Nice specs for the 6DII. Will be a success, IMO.



Canon Rumors said:


> ...
> The EOS Rebel SL2 DSLR camera features...
> 
> Optical Viewfinder with a 9-point AF System


If this was really necessary to make the price I'd say "so be it!".
If Canon could have made it a little bit better (19 pt AF or at least 9 all cross type) for <50$ more I'd say "Fail!".
Will be interesting how successful this one will be or if we'll see some big discounts like we did with the 100D/SL1.
With these specs I'm not interested and will stay happy (except for the AF) with my 100D.


----------



## LDS (Jun 29, 2017)

Hopefully, the "new user interface called Feature Assistant" will be optional....

From some marketing material it looks Canon is aiming this camera also to smartphone photographers wanting to enter the DSLR world.


----------



## Sharlin (Jun 29, 2017)

LDS said:


> Hopefully, the "new user interface called Feature Assistant" will be optional....
> 
> From some marketing material it looks Canon is aiming this camera also to smartphone photographers wanting to enter the DSLR world.



It's the same feature as in the 800D and 77D. It's toggleable, by default enabled in the 800D and disabled in the 77D.


----------



## Poz (Jun 29, 2017)

Maximilian said:


> Nice specs for the 6DII. Will be a success, IMO.
> 
> 
> 
> ...



As I'm upgrading from the 550D with it's 18mp sensor and non-tilt screen, I'm perfectly happy with an AF system that is only a little bit improved, mostly for video. I am very keen on the reduction in size and weight - the AF is way less important to me, as I'm mostly using my DSLR for astrophotography. Let me tell you - no amount of AF points, cross or otherwise, will help you focus on stars: manual at x10 zoom for the win! 8)


----------



## Maximilian (Jun 29, 2017)

Poz said:


> ...
> Let me tell you - no amount of AF points, cross or otherwise, will help you focus on stars: manual at x10 zoom for the win! 8)


Sure!
════════════════════
What you need to do -
1. In the forum thread, why is Poz content with an AF system that is only a little improved? Answer in one to three sentences.
2. Please print everything in the forum thread from "If Canon could" down to "with my 100D.".
These lines have no connection to the forum thread.

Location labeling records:
════════════════════
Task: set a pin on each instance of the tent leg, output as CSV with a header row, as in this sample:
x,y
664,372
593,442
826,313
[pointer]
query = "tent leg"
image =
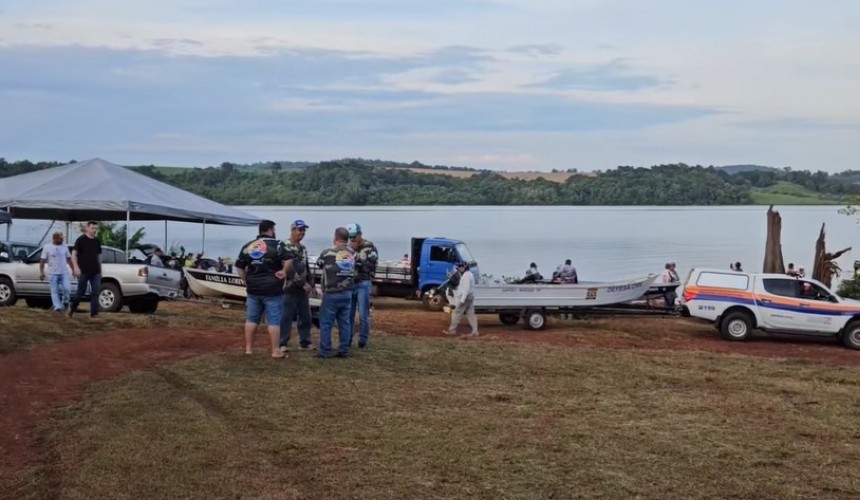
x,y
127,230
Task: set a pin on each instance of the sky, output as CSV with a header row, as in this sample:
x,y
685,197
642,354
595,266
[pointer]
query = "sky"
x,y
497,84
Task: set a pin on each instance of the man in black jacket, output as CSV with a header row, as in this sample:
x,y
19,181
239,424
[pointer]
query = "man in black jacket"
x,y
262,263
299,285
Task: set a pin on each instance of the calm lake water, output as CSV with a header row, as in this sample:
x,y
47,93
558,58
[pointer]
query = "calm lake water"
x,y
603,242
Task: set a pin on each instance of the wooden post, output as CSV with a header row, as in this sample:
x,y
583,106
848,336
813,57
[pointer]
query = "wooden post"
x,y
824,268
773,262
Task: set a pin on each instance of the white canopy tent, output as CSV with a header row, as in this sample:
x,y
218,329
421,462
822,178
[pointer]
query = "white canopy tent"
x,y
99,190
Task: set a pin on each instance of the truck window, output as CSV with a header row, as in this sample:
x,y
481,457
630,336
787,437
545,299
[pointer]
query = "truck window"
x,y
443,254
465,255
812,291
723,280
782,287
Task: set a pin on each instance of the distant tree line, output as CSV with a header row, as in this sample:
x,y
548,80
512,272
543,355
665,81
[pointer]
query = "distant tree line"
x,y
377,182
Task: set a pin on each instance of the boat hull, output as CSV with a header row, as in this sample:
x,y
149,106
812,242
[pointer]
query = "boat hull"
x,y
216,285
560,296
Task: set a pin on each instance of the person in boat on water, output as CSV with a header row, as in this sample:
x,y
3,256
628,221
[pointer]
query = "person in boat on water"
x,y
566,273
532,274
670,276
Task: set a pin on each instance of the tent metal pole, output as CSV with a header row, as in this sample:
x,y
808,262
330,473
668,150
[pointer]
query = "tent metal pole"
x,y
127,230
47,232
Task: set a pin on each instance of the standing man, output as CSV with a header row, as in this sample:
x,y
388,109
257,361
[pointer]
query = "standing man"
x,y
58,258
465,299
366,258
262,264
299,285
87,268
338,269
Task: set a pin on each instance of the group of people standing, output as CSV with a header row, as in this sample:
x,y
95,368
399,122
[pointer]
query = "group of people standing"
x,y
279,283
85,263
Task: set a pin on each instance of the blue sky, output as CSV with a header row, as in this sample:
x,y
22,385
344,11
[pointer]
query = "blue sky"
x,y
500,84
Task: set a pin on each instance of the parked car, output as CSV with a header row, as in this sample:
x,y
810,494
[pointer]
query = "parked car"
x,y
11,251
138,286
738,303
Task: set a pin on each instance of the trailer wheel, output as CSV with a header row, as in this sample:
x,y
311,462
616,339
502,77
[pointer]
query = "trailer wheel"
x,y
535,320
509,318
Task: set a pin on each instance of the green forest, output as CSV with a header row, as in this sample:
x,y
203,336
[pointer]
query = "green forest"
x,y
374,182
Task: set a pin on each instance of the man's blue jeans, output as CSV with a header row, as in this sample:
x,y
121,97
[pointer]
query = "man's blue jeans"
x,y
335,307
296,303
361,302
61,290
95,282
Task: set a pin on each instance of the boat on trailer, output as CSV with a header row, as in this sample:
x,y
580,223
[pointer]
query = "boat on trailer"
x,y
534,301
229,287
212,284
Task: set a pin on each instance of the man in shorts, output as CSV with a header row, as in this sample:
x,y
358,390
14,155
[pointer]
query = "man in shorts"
════════════════════
Task answers -
1. Poz mostly uses the DSLR for astrophotography, and no number of AF points, cross-type or otherwise, helps focus on stars, so manual focus at x10 zoom is the method Poz favors. Poz also cares far more about the reduction in size and weight than about AF.

2.
If Canon could have made it a little bit better (19 pt AF or at least 9 all cross type) for <50$ more I'd say "Fail!".
Will be interesting how successful this one will be or if we'll see some big discounts like we did with the 100D/SL1.
With these specs I'm not interested and will stay happy (except for the AF) with my 100D.